------ SUPPLIED MATERIAL ------
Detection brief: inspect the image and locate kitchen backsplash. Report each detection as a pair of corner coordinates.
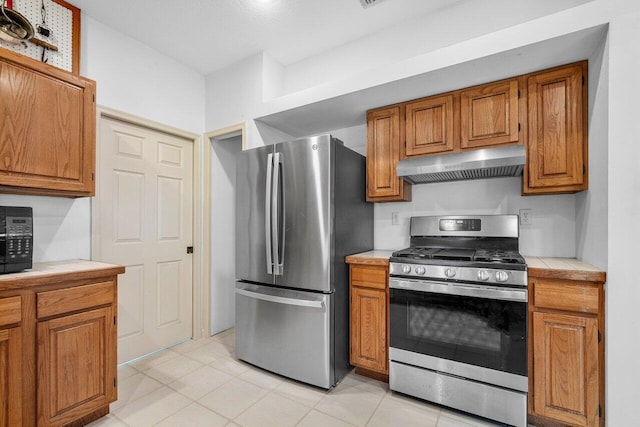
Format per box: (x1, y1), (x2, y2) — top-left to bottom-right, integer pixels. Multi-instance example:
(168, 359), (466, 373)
(373, 176), (577, 257)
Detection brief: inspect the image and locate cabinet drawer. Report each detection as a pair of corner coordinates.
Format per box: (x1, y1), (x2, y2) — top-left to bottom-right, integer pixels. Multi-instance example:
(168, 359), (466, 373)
(534, 279), (599, 314)
(351, 265), (387, 290)
(37, 280), (115, 319)
(0, 296), (22, 327)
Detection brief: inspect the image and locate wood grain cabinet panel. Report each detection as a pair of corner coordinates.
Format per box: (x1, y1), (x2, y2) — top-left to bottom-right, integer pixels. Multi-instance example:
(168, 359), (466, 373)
(533, 312), (599, 427)
(350, 286), (387, 374)
(524, 62), (587, 194)
(405, 94), (456, 156)
(0, 327), (23, 427)
(0, 265), (123, 427)
(348, 263), (389, 378)
(37, 306), (117, 427)
(366, 106), (411, 202)
(0, 48), (96, 197)
(529, 273), (605, 427)
(461, 79), (520, 149)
------
_TASK INSTRUCTIONS:_
Go through the data and return each line where the word "Detection" appears.

_SOLUTION FOR THIS EXERCISE:_
Detection brief: inspect the image and locate kitchen backsplash. Report each detection as a pair of corner coordinates.
Detection brief: inspect the image and locate cabinet drawer. Report each detection as a pair of corner coordinates.
Detection brief: inspect the image and locate wood grain cabinet panel. Report each detection as a pair of corner coordinates.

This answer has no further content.